Report how many lines in the listing below contain the string "green", and give only that number.
┌────────
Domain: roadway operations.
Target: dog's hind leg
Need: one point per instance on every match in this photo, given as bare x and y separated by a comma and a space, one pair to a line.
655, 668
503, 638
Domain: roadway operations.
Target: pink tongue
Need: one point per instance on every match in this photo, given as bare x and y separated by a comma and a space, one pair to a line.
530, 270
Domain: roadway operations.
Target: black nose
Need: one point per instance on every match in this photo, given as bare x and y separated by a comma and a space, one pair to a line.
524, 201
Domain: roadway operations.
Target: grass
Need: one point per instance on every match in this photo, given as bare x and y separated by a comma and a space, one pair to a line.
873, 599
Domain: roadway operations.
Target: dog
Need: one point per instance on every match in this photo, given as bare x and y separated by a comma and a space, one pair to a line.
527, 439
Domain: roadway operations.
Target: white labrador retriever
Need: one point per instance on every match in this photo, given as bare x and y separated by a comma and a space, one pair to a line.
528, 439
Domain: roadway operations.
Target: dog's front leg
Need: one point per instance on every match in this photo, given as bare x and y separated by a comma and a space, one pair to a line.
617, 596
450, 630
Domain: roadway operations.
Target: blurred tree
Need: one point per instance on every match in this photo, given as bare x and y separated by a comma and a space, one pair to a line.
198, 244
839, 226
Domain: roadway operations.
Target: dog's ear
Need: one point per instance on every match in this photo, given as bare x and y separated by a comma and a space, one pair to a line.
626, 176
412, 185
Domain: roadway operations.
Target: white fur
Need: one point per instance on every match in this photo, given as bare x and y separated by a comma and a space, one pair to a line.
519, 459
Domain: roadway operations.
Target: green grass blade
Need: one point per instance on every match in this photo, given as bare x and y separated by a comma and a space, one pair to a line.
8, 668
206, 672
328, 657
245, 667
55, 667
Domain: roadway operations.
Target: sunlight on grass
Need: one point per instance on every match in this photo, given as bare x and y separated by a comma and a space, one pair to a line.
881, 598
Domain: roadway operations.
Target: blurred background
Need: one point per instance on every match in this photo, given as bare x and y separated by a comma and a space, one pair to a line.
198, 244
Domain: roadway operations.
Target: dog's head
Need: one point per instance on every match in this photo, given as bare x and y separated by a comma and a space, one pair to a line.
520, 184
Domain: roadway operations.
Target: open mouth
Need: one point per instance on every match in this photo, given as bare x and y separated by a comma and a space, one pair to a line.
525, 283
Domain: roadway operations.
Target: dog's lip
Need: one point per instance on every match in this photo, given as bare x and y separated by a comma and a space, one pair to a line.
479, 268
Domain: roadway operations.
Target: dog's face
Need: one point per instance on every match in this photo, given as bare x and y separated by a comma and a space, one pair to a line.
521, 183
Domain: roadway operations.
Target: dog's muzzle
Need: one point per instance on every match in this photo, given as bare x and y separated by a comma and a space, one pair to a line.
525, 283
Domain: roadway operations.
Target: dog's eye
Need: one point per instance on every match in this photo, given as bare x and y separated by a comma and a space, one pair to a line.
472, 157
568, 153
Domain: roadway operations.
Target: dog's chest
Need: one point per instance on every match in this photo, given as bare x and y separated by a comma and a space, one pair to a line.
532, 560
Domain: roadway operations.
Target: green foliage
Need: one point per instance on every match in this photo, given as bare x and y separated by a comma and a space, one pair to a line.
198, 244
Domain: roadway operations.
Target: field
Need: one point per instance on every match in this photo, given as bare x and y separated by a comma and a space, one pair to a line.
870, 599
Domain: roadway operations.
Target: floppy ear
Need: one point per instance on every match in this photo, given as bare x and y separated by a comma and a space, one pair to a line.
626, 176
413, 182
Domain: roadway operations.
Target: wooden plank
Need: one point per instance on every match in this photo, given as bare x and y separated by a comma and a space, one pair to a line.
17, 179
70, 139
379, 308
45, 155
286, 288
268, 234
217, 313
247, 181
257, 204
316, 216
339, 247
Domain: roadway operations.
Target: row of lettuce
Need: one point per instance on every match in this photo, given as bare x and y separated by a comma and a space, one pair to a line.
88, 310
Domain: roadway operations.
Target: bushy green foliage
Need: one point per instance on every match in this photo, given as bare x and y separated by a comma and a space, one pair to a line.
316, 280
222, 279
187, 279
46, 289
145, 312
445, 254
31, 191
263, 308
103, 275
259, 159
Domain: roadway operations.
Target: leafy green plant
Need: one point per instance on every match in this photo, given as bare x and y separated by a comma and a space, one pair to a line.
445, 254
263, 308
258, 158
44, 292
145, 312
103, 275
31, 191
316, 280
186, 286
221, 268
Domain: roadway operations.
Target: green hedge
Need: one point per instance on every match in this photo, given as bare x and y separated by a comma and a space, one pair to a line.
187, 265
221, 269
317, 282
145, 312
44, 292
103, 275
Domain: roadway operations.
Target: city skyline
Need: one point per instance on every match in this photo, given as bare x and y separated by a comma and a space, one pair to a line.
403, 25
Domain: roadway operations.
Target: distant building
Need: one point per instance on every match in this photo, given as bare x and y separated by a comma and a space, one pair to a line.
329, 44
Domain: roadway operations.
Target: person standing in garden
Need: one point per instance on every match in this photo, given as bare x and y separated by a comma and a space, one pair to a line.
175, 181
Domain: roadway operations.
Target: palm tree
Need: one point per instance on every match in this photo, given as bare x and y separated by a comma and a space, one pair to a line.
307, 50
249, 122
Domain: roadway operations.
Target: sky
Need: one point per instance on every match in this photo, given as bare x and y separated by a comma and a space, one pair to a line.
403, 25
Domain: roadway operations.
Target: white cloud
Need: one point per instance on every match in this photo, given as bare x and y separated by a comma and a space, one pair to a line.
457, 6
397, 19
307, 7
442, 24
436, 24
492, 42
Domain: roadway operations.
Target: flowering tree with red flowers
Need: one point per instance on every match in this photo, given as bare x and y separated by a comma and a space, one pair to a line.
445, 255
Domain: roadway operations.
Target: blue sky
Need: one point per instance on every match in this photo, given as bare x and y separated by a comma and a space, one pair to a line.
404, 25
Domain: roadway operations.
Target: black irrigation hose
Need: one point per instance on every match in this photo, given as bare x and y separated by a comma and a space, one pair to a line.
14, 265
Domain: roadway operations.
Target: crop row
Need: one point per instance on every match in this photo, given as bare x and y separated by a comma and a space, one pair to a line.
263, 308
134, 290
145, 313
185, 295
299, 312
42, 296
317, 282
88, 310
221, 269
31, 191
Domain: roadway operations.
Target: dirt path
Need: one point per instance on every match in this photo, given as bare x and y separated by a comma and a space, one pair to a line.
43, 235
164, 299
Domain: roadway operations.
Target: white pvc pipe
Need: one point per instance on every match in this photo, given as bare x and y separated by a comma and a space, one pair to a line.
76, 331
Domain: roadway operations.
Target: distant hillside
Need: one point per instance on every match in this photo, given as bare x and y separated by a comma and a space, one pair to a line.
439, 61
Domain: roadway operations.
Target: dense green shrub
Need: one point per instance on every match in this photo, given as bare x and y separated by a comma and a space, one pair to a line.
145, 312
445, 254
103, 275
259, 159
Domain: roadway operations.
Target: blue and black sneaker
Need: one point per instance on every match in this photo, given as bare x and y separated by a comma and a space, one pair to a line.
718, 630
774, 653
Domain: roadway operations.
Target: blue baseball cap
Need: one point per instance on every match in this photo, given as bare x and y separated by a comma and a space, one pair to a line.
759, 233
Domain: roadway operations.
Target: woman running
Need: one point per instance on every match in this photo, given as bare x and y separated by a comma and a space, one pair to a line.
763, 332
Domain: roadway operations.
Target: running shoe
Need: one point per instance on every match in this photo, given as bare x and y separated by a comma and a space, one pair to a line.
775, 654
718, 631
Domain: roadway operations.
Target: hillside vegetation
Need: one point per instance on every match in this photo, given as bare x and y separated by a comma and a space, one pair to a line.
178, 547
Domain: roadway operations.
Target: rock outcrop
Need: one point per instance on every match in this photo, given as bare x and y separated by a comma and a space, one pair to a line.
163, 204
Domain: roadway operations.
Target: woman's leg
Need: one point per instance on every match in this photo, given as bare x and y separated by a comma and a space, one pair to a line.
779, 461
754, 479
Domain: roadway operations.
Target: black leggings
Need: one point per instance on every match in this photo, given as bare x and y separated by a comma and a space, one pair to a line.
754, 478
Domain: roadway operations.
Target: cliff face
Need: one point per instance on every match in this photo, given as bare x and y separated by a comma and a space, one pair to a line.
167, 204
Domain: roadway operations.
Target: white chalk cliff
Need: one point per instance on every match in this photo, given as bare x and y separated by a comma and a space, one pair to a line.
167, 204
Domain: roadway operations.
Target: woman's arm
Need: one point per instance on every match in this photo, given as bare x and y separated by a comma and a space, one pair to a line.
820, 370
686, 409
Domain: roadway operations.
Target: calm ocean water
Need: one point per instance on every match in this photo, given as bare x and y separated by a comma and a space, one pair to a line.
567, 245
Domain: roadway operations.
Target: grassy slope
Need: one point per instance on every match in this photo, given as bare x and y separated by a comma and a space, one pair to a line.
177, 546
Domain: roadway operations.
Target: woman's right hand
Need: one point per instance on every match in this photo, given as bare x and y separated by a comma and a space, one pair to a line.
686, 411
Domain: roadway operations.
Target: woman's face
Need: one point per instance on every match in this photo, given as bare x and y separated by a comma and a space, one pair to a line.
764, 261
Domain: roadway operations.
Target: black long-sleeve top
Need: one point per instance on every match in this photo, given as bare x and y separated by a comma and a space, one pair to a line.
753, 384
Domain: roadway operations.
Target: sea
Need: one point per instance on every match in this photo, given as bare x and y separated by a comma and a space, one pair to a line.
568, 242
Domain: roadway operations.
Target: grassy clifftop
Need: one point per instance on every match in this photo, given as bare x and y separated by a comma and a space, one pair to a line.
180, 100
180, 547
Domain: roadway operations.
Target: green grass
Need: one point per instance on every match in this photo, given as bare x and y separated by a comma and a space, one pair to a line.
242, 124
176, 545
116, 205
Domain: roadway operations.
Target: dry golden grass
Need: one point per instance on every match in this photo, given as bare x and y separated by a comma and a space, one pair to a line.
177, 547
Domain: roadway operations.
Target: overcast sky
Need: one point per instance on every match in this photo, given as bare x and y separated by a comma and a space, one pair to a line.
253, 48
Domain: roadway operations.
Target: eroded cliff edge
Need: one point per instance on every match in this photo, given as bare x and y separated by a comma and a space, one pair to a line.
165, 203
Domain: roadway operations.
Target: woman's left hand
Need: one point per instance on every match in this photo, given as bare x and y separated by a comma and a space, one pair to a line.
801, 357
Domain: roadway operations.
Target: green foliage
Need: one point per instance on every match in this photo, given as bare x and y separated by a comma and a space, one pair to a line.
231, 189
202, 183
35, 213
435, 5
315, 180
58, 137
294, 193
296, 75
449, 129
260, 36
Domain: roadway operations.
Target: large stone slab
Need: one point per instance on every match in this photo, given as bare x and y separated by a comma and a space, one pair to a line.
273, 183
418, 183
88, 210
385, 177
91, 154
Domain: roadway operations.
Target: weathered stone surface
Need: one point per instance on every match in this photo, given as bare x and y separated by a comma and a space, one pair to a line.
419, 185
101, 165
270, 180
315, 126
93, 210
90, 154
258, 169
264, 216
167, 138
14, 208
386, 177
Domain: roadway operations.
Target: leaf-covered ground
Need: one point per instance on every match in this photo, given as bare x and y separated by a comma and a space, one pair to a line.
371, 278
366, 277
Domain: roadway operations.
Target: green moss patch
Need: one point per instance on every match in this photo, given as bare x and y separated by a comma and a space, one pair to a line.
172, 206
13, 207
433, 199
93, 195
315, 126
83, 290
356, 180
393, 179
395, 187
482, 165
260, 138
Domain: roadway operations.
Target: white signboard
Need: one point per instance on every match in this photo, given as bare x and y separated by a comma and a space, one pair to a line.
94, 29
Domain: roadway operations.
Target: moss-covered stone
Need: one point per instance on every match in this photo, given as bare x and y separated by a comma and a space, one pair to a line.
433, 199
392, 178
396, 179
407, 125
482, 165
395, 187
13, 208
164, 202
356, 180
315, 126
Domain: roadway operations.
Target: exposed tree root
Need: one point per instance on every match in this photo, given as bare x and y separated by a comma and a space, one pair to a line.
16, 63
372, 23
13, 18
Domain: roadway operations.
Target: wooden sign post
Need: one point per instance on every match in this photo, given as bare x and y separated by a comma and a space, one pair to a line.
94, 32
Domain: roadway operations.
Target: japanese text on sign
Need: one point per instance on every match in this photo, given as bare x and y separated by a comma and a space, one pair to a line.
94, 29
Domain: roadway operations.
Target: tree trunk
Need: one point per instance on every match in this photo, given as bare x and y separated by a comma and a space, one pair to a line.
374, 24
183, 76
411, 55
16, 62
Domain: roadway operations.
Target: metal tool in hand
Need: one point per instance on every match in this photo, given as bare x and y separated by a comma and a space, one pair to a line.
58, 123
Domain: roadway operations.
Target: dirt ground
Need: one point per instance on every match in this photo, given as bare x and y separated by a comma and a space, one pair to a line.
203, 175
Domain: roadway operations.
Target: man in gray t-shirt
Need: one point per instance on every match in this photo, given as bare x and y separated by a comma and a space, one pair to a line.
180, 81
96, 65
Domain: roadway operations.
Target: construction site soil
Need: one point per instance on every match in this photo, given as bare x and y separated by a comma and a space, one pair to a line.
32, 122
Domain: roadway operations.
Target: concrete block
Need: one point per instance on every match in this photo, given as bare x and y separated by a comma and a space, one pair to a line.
└────────
■ **WRITTEN ANSWER**: 9